# [Objective]
Go to the line that contains "Every instance gets a single point. Point out the house window" and extract it along with every line after it, exactly, through the end of the data below.
---------- Given records ----------
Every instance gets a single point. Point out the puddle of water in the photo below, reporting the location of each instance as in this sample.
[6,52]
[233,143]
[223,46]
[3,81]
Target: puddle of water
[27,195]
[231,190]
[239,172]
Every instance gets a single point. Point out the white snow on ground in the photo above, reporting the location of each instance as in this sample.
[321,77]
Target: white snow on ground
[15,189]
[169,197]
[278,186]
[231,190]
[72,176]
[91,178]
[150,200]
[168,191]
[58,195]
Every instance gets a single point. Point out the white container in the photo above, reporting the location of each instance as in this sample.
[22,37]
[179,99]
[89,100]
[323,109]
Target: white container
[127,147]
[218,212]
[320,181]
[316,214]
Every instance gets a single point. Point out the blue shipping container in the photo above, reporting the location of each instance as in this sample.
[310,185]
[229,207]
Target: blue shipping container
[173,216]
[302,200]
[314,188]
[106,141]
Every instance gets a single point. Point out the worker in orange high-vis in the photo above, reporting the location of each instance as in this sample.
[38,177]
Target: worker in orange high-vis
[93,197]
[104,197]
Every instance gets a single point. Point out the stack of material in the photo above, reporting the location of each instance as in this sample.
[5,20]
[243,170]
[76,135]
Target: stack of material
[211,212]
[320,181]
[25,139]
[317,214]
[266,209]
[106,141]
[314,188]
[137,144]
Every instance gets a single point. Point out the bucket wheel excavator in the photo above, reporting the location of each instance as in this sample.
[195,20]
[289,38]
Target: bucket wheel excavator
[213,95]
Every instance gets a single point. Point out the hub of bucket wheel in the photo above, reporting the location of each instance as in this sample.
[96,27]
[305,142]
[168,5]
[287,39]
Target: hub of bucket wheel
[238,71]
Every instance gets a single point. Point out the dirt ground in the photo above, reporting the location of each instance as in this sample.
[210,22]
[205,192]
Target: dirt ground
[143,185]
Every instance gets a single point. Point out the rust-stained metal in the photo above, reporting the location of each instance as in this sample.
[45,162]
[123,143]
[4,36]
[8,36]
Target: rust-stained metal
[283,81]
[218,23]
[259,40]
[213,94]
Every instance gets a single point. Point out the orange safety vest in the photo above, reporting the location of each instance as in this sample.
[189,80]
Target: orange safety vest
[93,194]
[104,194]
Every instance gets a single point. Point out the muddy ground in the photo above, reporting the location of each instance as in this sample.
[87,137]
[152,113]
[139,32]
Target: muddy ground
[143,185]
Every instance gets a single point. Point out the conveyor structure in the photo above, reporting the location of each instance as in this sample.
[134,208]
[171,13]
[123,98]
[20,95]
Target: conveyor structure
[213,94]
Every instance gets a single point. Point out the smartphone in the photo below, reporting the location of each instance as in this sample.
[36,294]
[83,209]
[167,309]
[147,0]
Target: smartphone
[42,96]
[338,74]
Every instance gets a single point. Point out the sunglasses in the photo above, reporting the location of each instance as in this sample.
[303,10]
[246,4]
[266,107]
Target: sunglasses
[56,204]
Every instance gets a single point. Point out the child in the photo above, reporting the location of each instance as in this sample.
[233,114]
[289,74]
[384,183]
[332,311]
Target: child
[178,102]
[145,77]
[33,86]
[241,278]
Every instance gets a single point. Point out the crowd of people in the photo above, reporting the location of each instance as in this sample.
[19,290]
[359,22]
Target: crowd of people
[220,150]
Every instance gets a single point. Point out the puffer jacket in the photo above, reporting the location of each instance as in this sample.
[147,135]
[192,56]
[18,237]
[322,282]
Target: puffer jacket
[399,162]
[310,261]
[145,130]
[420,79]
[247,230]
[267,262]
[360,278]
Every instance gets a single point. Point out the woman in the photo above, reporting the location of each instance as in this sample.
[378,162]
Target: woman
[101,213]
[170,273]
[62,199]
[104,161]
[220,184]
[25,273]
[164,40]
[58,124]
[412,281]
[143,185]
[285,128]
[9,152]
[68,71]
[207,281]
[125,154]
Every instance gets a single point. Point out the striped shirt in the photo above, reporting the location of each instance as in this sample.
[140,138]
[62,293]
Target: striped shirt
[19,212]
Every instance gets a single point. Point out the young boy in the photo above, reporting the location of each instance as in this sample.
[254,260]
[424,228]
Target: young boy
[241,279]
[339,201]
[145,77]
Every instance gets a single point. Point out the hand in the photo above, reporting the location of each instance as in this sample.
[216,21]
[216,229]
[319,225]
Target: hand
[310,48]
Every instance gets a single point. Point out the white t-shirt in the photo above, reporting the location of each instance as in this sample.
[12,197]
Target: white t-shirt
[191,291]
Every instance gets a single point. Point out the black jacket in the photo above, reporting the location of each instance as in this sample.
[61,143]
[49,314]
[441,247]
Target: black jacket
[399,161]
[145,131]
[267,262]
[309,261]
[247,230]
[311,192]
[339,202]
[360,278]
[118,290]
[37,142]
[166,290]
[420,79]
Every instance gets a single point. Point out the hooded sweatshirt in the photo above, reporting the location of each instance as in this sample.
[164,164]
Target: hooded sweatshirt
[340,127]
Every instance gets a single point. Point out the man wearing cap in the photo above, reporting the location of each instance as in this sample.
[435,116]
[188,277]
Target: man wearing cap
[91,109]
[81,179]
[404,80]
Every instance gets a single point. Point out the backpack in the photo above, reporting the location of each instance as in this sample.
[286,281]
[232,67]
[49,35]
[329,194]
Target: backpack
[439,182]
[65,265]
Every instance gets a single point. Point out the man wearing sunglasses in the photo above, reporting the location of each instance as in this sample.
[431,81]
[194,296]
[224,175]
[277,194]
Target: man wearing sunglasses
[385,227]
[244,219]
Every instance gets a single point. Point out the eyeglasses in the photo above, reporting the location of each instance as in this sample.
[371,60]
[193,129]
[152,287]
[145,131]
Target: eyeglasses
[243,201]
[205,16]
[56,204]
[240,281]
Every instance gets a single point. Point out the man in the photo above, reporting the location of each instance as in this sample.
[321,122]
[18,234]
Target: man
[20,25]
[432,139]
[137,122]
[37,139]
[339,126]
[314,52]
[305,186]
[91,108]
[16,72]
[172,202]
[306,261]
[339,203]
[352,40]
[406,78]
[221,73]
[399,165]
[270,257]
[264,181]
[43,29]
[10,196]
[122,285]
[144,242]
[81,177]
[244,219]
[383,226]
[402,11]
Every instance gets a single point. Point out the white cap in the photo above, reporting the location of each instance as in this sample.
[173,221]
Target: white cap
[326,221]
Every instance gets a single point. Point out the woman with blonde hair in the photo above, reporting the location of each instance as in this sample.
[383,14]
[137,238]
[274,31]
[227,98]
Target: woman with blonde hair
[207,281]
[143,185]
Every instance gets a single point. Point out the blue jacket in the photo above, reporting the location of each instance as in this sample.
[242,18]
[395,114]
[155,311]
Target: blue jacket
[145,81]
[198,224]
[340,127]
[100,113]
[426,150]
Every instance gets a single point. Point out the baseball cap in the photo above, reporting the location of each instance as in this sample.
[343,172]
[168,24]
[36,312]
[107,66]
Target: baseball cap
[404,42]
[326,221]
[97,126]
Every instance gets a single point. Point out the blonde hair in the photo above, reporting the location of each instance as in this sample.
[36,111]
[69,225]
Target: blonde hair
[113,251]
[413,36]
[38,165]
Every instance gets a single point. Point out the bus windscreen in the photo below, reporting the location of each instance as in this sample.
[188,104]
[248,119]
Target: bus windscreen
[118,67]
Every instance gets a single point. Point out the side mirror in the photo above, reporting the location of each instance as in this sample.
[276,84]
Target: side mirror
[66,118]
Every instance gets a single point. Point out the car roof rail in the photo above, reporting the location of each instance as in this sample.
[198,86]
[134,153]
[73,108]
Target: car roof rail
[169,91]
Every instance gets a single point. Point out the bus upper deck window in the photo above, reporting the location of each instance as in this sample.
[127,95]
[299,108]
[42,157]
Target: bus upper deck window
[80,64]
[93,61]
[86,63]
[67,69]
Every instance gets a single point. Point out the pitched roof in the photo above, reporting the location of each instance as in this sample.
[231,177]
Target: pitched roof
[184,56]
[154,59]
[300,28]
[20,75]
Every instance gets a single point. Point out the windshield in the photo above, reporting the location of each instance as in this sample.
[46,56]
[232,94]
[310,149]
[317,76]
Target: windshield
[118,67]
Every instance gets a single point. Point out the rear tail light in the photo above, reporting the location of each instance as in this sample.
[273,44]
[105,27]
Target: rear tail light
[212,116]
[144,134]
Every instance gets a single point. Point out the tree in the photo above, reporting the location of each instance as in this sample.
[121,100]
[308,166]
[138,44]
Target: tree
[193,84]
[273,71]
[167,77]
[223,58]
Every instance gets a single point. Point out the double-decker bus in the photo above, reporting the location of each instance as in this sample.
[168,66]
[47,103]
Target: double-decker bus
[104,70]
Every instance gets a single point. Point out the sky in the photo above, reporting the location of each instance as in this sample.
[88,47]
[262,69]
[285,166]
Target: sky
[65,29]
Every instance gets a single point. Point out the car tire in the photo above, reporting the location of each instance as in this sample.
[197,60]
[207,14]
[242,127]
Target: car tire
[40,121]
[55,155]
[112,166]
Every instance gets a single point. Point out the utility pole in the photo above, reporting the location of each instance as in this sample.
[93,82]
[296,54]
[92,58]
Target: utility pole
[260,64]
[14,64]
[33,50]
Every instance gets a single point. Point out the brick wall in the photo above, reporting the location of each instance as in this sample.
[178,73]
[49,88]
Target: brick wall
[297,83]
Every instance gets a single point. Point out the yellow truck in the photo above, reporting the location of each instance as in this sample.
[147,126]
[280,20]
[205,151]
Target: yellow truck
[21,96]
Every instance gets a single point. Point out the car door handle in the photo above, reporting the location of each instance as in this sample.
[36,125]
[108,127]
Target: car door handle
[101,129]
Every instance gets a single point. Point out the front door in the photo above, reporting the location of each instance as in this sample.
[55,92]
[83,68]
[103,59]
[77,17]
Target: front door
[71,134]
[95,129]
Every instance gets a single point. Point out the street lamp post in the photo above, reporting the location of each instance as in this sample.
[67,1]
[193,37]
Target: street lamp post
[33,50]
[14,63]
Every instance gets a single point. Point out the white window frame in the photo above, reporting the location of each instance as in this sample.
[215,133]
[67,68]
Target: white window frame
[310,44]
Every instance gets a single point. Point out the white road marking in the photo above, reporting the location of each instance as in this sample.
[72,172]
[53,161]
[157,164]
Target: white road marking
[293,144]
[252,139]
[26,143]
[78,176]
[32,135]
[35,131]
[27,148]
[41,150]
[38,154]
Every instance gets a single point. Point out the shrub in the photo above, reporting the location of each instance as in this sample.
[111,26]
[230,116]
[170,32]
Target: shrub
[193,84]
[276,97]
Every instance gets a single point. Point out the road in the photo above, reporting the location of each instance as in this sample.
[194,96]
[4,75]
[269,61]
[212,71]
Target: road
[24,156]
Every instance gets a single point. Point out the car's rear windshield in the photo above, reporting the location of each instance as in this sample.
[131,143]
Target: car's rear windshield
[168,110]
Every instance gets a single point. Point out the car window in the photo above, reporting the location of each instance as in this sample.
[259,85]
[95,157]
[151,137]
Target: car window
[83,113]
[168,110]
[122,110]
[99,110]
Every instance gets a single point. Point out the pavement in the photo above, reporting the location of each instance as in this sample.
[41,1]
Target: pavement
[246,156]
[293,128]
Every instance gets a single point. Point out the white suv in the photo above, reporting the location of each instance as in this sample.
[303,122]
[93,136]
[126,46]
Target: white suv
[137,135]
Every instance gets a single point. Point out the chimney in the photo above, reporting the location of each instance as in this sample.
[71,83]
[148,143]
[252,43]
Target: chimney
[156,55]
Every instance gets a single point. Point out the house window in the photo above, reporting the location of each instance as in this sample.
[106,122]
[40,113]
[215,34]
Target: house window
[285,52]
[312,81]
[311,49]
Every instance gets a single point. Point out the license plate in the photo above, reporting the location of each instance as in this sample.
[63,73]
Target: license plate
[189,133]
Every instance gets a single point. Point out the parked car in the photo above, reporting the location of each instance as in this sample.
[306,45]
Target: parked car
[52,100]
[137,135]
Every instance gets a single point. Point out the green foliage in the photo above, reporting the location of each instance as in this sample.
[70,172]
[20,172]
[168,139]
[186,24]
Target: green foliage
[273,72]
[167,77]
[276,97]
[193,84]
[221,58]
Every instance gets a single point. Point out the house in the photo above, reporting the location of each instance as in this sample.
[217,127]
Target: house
----------
# [Answer to the task]
Every instance gets a single point. Point out the house window in the photo above, reporting the location of each instance as in this sample.
[106,122]
[40,113]
[215,34]
Target: house window
[285,52]
[312,81]
[311,49]
Every instance gets a single point. Point out the license plate in the photo above, reporting the location of each instance as in this sample.
[63,73]
Target: license plate
[189,133]
Every instance gets a single point. Point out the parked car in the photo above, reporting the location of each instance as in this sample.
[306,45]
Target: parked car
[52,100]
[137,135]
Every instance gets a single point. Point out the green foliage in the photo above, reporting the location of each instance as in this sample.
[70,172]
[20,172]
[168,139]
[186,24]
Target: green foliage
[273,72]
[167,77]
[276,97]
[193,84]
[221,58]
Every instance gets a single point. Point out the house in the photo above, reporting the location of each instance as in this sample.
[217,127]
Target: house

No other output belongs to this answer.